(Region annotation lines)
※

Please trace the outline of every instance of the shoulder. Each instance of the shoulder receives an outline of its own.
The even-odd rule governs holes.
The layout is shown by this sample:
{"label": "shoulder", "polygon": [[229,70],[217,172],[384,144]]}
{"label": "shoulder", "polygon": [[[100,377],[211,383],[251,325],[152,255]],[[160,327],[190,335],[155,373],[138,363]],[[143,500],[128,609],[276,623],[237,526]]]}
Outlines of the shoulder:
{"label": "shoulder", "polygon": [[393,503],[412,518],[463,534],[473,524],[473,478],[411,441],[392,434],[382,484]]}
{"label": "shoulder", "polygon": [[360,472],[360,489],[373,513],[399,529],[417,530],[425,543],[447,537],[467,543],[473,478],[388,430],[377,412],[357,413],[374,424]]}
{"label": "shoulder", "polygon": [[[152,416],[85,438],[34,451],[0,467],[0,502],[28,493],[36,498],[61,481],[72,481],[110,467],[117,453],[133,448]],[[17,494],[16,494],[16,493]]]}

※

Transcribe all of the lines above without any changes.

Please trace the outline of every instance of the shoulder. Each instance of the shoulder receives an outline of its own.
The even-odd rule governs holes.
The layout is shown by this sample:
{"label": "shoulder", "polygon": [[229,70],[217,172],[384,144]]}
{"label": "shoulder", "polygon": [[[100,377],[211,383],[251,325],[152,255]],[[160,327],[190,335],[155,373],[138,363]],[[143,500],[128,609],[276,623],[237,526]]]}
Outlines of the shoulder:
{"label": "shoulder", "polygon": [[393,503],[412,518],[463,534],[473,524],[473,478],[411,441],[392,434],[382,484]]}
{"label": "shoulder", "polygon": [[360,472],[360,489],[373,513],[399,529],[417,530],[425,543],[447,537],[467,543],[473,478],[388,430],[377,412],[357,413],[374,424]]}
{"label": "shoulder", "polygon": [[[152,416],[85,438],[34,451],[0,467],[0,502],[28,493],[36,498],[61,481],[72,481],[110,467],[117,453],[133,448]],[[17,494],[16,494],[16,493]]]}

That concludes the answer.